__What to do__: Please lay out the material as a Markdown table with the columns "No." and "Line", one numbered row per line. Start at the beginning of the material and end at the line containing "(0, 168), (360, 240)", leaving out blank lines and the pictures.

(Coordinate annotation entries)
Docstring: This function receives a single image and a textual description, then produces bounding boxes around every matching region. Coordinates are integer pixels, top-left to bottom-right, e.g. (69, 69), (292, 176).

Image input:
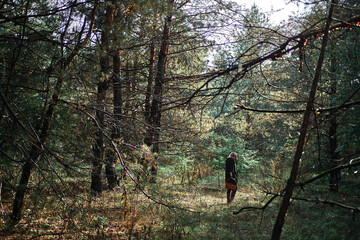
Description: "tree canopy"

(0, 0), (360, 239)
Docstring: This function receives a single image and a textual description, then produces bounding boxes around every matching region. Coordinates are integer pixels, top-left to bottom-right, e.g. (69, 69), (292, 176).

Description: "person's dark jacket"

(225, 158), (237, 181)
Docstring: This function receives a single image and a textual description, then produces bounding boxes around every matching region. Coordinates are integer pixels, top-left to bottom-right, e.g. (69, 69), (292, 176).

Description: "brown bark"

(329, 44), (340, 192)
(144, 42), (155, 127)
(271, 0), (337, 240)
(10, 1), (98, 224)
(144, 0), (174, 152)
(105, 50), (122, 190)
(91, 3), (115, 195)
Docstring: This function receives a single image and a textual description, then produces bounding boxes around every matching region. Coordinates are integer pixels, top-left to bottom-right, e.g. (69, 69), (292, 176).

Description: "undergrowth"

(0, 168), (360, 240)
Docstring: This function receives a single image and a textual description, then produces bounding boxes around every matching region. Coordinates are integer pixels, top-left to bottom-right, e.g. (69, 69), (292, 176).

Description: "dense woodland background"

(0, 0), (360, 240)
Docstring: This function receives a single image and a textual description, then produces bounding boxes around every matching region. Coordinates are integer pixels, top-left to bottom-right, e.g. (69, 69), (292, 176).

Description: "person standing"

(225, 152), (238, 203)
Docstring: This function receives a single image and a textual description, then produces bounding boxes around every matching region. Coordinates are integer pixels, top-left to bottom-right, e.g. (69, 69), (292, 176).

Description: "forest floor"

(0, 173), (360, 240)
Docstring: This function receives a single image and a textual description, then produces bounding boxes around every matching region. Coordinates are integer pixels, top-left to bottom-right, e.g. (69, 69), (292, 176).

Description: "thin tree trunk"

(91, 3), (115, 195)
(105, 50), (122, 190)
(10, 0), (98, 224)
(329, 46), (340, 192)
(271, 0), (337, 240)
(146, 0), (174, 153)
(144, 42), (155, 146)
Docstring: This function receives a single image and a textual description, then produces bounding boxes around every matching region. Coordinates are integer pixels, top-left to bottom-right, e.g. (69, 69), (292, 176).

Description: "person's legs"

(230, 189), (237, 202)
(226, 189), (231, 203)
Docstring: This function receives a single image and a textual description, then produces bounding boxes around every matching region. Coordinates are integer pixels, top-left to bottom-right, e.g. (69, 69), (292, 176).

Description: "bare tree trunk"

(271, 0), (337, 240)
(145, 0), (174, 152)
(91, 3), (115, 195)
(105, 50), (122, 190)
(329, 46), (340, 192)
(144, 42), (155, 146)
(10, 0), (98, 224)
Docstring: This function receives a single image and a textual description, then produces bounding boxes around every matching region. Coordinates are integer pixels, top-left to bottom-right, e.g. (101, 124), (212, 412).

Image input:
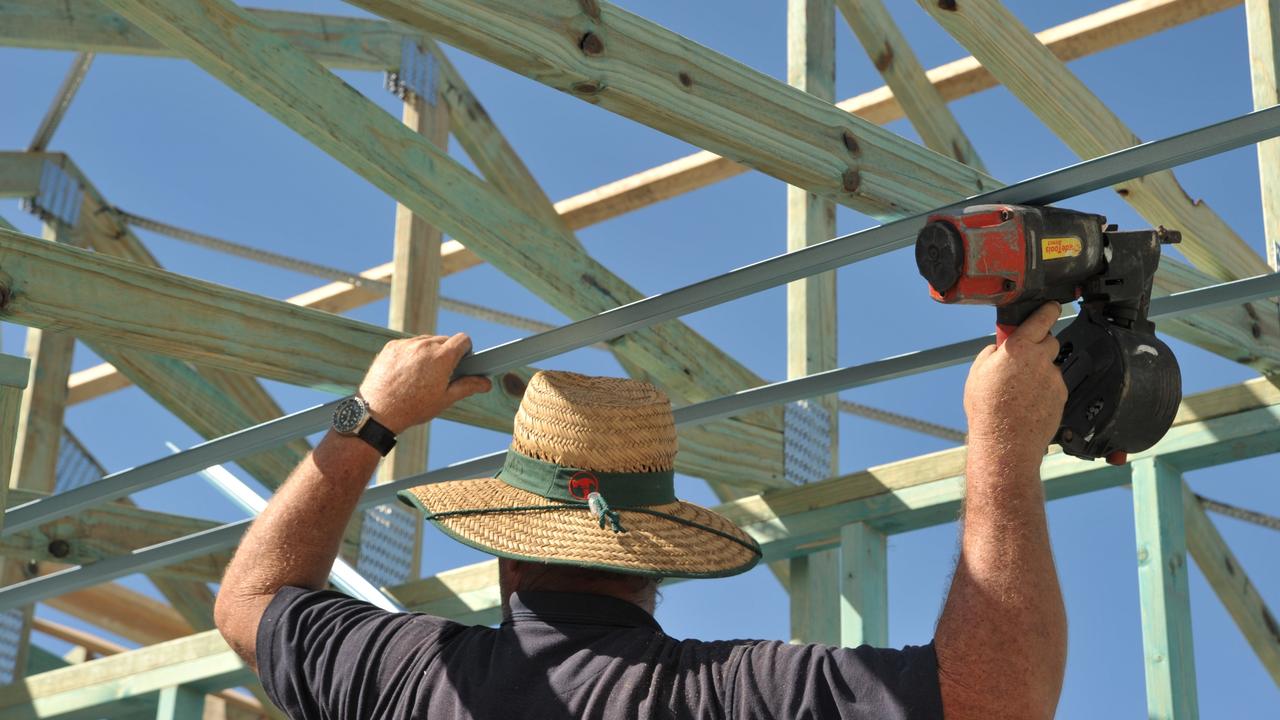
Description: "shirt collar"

(502, 591), (662, 633)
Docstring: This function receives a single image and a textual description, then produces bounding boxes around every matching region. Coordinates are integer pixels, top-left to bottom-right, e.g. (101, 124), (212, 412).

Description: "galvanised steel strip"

(0, 400), (340, 537)
(0, 105), (1280, 537)
(0, 274), (1280, 612)
(458, 105), (1280, 375)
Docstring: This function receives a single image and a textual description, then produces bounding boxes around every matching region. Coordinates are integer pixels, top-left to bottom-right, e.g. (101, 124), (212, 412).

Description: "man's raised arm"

(214, 333), (490, 669)
(934, 304), (1066, 720)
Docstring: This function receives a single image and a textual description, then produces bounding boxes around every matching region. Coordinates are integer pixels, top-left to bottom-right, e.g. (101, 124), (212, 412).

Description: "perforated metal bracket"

(782, 400), (831, 486)
(356, 505), (421, 588)
(22, 160), (84, 227)
(387, 37), (440, 106)
(0, 610), (24, 685)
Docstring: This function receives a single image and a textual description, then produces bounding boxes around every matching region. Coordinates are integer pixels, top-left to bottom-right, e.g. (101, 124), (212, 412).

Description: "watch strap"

(356, 418), (396, 457)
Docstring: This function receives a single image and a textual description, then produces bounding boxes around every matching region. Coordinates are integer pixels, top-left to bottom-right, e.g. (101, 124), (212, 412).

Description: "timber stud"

(49, 538), (72, 559)
(840, 168), (863, 192)
(502, 373), (527, 397)
(577, 32), (604, 58)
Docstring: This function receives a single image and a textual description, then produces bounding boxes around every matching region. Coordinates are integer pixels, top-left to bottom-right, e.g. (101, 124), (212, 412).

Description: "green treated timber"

(840, 523), (888, 647)
(836, 0), (986, 172)
(108, 0), (781, 461)
(1183, 483), (1280, 687)
(0, 224), (515, 429)
(155, 685), (205, 720)
(352, 0), (984, 218)
(353, 0), (1280, 369)
(918, 0), (1270, 279)
(1244, 0), (1280, 269)
(0, 0), (404, 70)
(783, 0), (840, 644)
(1133, 457), (1199, 720)
(0, 489), (230, 584)
(0, 630), (253, 720)
(392, 378), (1280, 623)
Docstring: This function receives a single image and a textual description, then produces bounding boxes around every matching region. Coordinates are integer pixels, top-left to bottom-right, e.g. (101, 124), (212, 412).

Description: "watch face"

__Task response__:
| No. | Line |
|---|---|
| 1 | Docstring: This function receives a single image and a textual description, then produces bounding boxes around every matching region. Coordinates are integer pixels, top-left to bottom-right, e.g. (69, 69), (292, 176). |
| 2 | Image input: |
| 3 | Description: "tree canopy" |
| 4 | (0, 0), (360, 239) |
| 5 | Docstring: This function receives a single image and a textual description, then produces bounding boxes around every matching region. Coordinates are integer pixels, top-left to bottom-right, e.g. (69, 69), (292, 176). |
| 6 | Description: "person's dark jacket" |
| 7 | (225, 158), (237, 181) |
| 8 | Docstring: This function receives a single image and a textual description, then produces bounding boxes around every matching region. Coordinates are integer pixels, top-left to bottom-right, e.g. (69, 69), (292, 176). |
| 9 | Description: "brown bark" |
| 10 | (329, 44), (340, 192) |
| 11 | (144, 42), (155, 127) |
| 12 | (271, 0), (337, 240) |
| 13 | (10, 1), (98, 224) |
| 14 | (144, 0), (174, 152) |
| 15 | (105, 50), (122, 190) |
| 16 | (91, 3), (115, 195) |
| 17 | Docstring: This function receives a single image and a textual description, then produces bounding boxes around every matching region. Coordinates are integer pixels, top-left to bottom-right, e.g. (69, 69), (292, 176). |
| 18 | Description: "undergrowth" |
| 19 | (0, 168), (360, 240) |